**ASSIGNED TASK**
Please copy out every line of the records below word for word, leaving out the pictures.

**RECORDS FOR THIS EXERCISE**
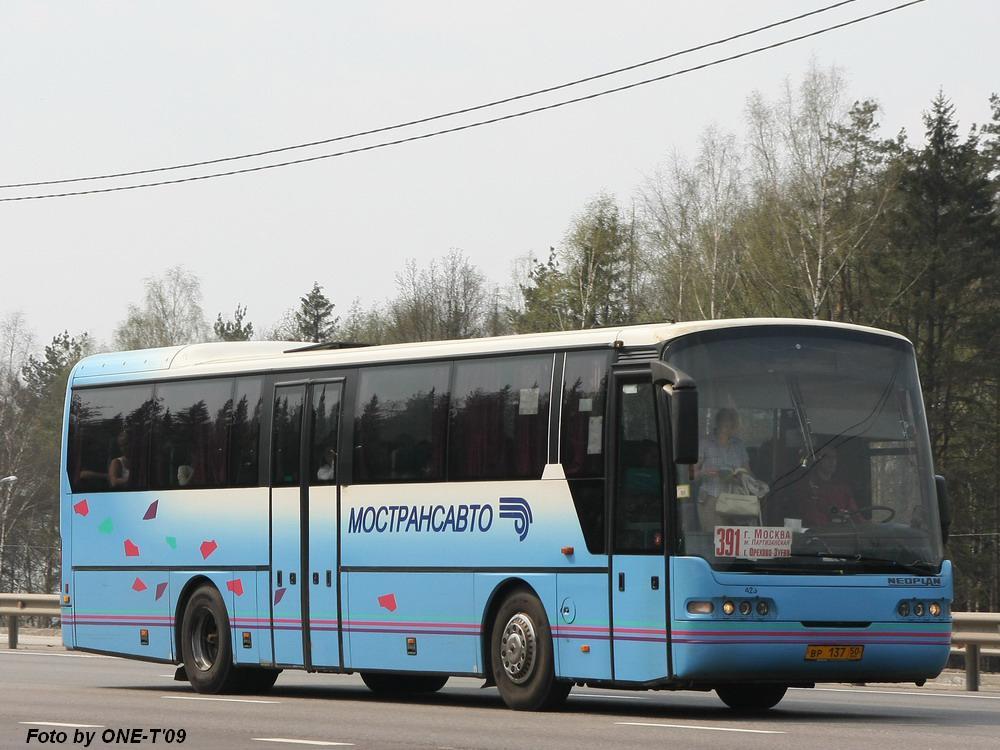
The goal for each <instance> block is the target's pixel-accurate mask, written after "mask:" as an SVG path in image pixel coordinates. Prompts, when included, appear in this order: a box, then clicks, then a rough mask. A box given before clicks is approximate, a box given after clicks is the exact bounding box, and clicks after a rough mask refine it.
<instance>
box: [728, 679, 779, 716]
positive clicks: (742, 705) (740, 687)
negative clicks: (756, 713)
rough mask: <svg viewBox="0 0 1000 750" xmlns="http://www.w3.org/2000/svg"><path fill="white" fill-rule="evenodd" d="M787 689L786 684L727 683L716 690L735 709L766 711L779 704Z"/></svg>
mask: <svg viewBox="0 0 1000 750" xmlns="http://www.w3.org/2000/svg"><path fill="white" fill-rule="evenodd" d="M787 690H788V688H787V687H785V686H784V685H725V686H720V687H717V688H716V689H715V692H716V693H718V695H719V698H721V699H722V702H723V703H725V704H726V705H727V706H729V707H730V708H731V709H733V710H734V711H766V710H768V709H769V708H774V707H775V706H777V705H778V703H779V702H780V701H781V699H782V698H784V697H785V692H786V691H787Z"/></svg>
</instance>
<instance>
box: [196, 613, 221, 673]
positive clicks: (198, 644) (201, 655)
mask: <svg viewBox="0 0 1000 750" xmlns="http://www.w3.org/2000/svg"><path fill="white" fill-rule="evenodd" d="M191 655H192V656H193V657H194V663H195V666H196V667H198V669H200V670H201V671H202V672H207V671H208V670H210V669H211V668H212V667H213V666H214V665H215V661H216V658H217V657H218V655H219V628H218V625H217V624H216V622H215V617H214V615H213V614H212V613H211V611H210V610H208V609H202V610H200V611H199V612H198V613H197V615H196V616H195V623H194V627H193V628H191Z"/></svg>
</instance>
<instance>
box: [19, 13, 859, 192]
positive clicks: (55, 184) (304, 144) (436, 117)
mask: <svg viewBox="0 0 1000 750" xmlns="http://www.w3.org/2000/svg"><path fill="white" fill-rule="evenodd" d="M854 2H857V0H841V2H837V3H834V4H832V5H827V6H825V7H823V8H817V9H816V10H811V11H809V12H808V13H801V14H799V15H797V16H792V17H791V18H785V19H783V20H781V21H775V22H774V23H769V24H766V25H765V26H758V27H757V28H755V29H750V30H749V31H743V32H740V33H739V34H733V35H732V36H728V37H725V38H724V39H717V40H715V41H714V42H707V43H704V44H699V45H697V46H694V47H688V48H687V49H683V50H680V51H678V52H671V53H669V54H667V55H663V56H661V57H654V58H653V59H651V60H645V61H643V62H638V63H634V64H632V65H626V66H625V67H622V68H615V69H614V70H609V71H606V72H604V73H597V74H596V75H592V76H587V77H586V78H577V79H576V80H573V81H567V82H566V83H560V84H557V85H555V86H548V87H546V88H541V89H535V90H534V91H529V92H527V93H524V94H517V95H515V96H509V97H506V98H504V99H495V100H493V101H490V102H485V103H483V104H476V105H474V106H471V107H464V108H462V109H455V110H451V111H450V112H443V113H441V114H437V115H430V116H428V117H421V118H419V119H416V120H409V121H407V122H400V123H397V124H395V125H385V126H382V127H378V128H372V129H371V130H361V131H358V132H356V133H349V134H346V135H338V136H334V137H332V138H324V139H322V140H318V141H309V142H307V143H298V144H295V145H293V146H281V147H278V148H270V149H266V150H264V151H254V152H251V153H247V154H237V155H234V156H223V157H220V158H217V159H205V160H203V161H192V162H188V163H186V164H173V165H170V166H165V167H153V168H150V169H136V170H133V171H131V172H112V173H108V174H98V175H91V176H90V177H68V178H65V179H60V180H42V181H39V182H19V183H12V184H10V185H0V190H4V189H8V188H24V187H40V186H42V185H62V184H65V183H68V182H87V181H90V180H108V179H112V178H115V177H135V176H136V175H141V174H153V173H155V172H167V171H171V170H174V169H189V168H191V167H204V166H207V165H209V164H221V163H224V162H229V161H237V160H239V159H252V158H254V157H258V156H269V155H271V154H279V153H282V152H285V151H294V150H296V149H301V148H310V147H312V146H322V145H326V144H329V143H336V142H338V141H346V140H351V139H353V138H360V137H361V136H366V135H374V134H376V133H385V132H388V131H391V130H398V129H400V128H406V127H410V126H412V125H422V124H424V123H428V122H433V121H435V120H442V119H445V118H448V117H455V116H457V115H464V114H468V113H469V112H477V111H479V110H483V109H489V108H491V107H497V106H500V105H501V104H509V103H511V102H516V101H520V100H521V99H528V98H530V97H533V96H538V95H540V94H549V93H552V92H553V91H560V90H562V89H566V88H570V87H572V86H579V85H580V84H582V83H588V82H590V81H596V80H599V79H601V78H607V77H608V76H614V75H618V74H619V73H625V72H627V71H630V70H636V69H637V68H642V67H645V66H647V65H653V64H655V63H659V62H663V61H664V60H670V59H672V58H674V57H680V56H682V55H687V54H690V53H692V52H699V51H701V50H705V49H708V48H710V47H716V46H718V45H720V44H726V43H727V42H732V41H734V40H736V39H742V38H743V37H747V36H752V35H753V34H759V33H760V32H762V31H767V30H769V29H773V28H777V27H778V26H784V25H786V24H789V23H793V22H794V21H800V20H802V19H803V18H808V17H809V16H815V15H818V14H820V13H826V12H827V11H830V10H834V9H835V8H839V7H841V6H843V5H850V4H851V3H854Z"/></svg>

**ANSWER SPACE**
The goal for each <instance> block is the target's pixel-accurate mask, written after "mask:" as an SVG path in image pixel coordinates. Prompts, when included, appear in this order: a box, then clicks, then a rough mask. A box given before clicks is approximate, a box given after clicks is the exact bounding box, and clicks after a rough mask refine it.
<instance>
box: [728, 679, 779, 716]
positive clicks: (742, 705) (740, 687)
negative clicks: (756, 713)
rough mask: <svg viewBox="0 0 1000 750" xmlns="http://www.w3.org/2000/svg"><path fill="white" fill-rule="evenodd" d="M787 689L786 684L727 683L716 690L735 709L766 711L779 704Z"/></svg>
mask: <svg viewBox="0 0 1000 750" xmlns="http://www.w3.org/2000/svg"><path fill="white" fill-rule="evenodd" d="M787 690H788V688H787V687H785V686H784V685H725V686H720V687H717V688H716V689H715V692H716V693H718V695H719V698H721V699H722V702H723V703H725V704H726V705H727V706H729V707H730V708H731V709H733V710H734V711H766V710H768V709H769V708H774V707H775V706H777V705H778V703H779V702H780V701H781V699H782V698H784V697H785V692H786V691H787Z"/></svg>
</instance>
<instance>
box: [196, 613, 221, 673]
positive clicks: (198, 644) (201, 655)
mask: <svg viewBox="0 0 1000 750" xmlns="http://www.w3.org/2000/svg"><path fill="white" fill-rule="evenodd" d="M191 655H192V656H193V657H194V663H195V666H196V667H198V669H200V670H201V671H202V672H207V671H208V670H210V669H211V668H212V667H213V666H214V665H215V661H216V658H217V657H218V655H219V628H218V625H217V624H216V622H215V617H214V615H213V614H212V613H211V611H210V610H208V609H202V610H200V611H199V612H198V613H197V615H196V616H195V623H194V627H193V628H191Z"/></svg>
</instance>
<instance>
box: [19, 13, 859, 192]
positive clicks: (55, 184) (304, 144) (436, 117)
mask: <svg viewBox="0 0 1000 750" xmlns="http://www.w3.org/2000/svg"><path fill="white" fill-rule="evenodd" d="M854 2H857V0H841V2H837V3H834V4H832V5H827V6H825V7H823V8H817V9H816V10H811V11H809V12H808V13H801V14H799V15H797V16H792V17H791V18H785V19H783V20H781V21H775V22H774V23H769V24H766V25H765V26H758V27H757V28H755V29H750V30H749V31H743V32H740V33H739V34H733V35H732V36H728V37H725V38H724V39H717V40H715V41H714V42H707V43H704V44H699V45H697V46H694V47H688V48H687V49H683V50H680V51H678V52H671V53H669V54H667V55H663V56H661V57H654V58H653V59H651V60H645V61H643V62H638V63H634V64H632V65H626V66H625V67H622V68H615V69H614V70H609V71H606V72H604V73H597V74H596V75H592V76H587V77H586V78H577V79H576V80H573V81H567V82H566V83H560V84H557V85H555V86H548V87H546V88H541V89H535V90H534V91H529V92H527V93H524V94H517V95H515V96H509V97H506V98H504V99H495V100H493V101H490V102H485V103H483V104H476V105H474V106H471V107H464V108H462V109H455V110H451V111H450V112H443V113H441V114H437V115H430V116H428V117H421V118H419V119H416V120H409V121H407V122H400V123H397V124H395V125H385V126H382V127H378V128H372V129H371V130H361V131H358V132H356V133H349V134H346V135H338V136H334V137H332V138H324V139H322V140H318V141H309V142H307V143H298V144H295V145H293V146H281V147H278V148H270V149H266V150H264V151H254V152H251V153H247V154H237V155H234V156H223V157H220V158H217V159H205V160H203V161H192V162H188V163H186V164H173V165H170V166H165V167H153V168H150V169H136V170H133V171H131V172H112V173H108V174H98V175H91V176H90V177H68V178H65V179H60V180H42V181H39V182H19V183H12V184H10V185H0V190H4V189H8V188H24V187H40V186H42V185H62V184H65V183H68V182H87V181H90V180H108V179H112V178H115V177H135V176H136V175H141V174H153V173H155V172H167V171H171V170H174V169H189V168H191V167H204V166H207V165H209V164H221V163H224V162H229V161H237V160H239V159H252V158H254V157H258V156H269V155H271V154H279V153H282V152H285V151H294V150H296V149H301V148H310V147H312V146H322V145H326V144H329V143H336V142H338V141H346V140H351V139H353V138H360V137H361V136H366V135H374V134H376V133H385V132H388V131H391V130H398V129H400V128H406V127H410V126H412V125H422V124H424V123H428V122H433V121H435V120H442V119H445V118H448V117H455V116H457V115H464V114H468V113H469V112H477V111H479V110H483V109H489V108H491V107H497V106H500V105H501V104H509V103H511V102H516V101H520V100H521V99H528V98H530V97H533V96H538V95H540V94H549V93H552V92H553V91H560V90H562V89H566V88H570V87H572V86H579V85H580V84H582V83H588V82H590V81H596V80H599V79H601V78H607V77H608V76H614V75H618V74H619V73H625V72H627V71H630V70H636V69H637V68H642V67H645V66H647V65H653V64H655V63H659V62H663V61H664V60H670V59H672V58H674V57H680V56H682V55H687V54H690V53H692V52H699V51H701V50H705V49H708V48H710V47H716V46H718V45H720V44H726V43H727V42H732V41H734V40H736V39H742V38H743V37H747V36H752V35H753V34H759V33H760V32H762V31H767V30H769V29H773V28H777V27H778V26H784V25H786V24H789V23H793V22H794V21H800V20H802V19H803V18H808V17H809V16H815V15H818V14H820V13H826V12H827V11H830V10H834V9H835V8H839V7H841V6H843V5H850V4H851V3H854Z"/></svg>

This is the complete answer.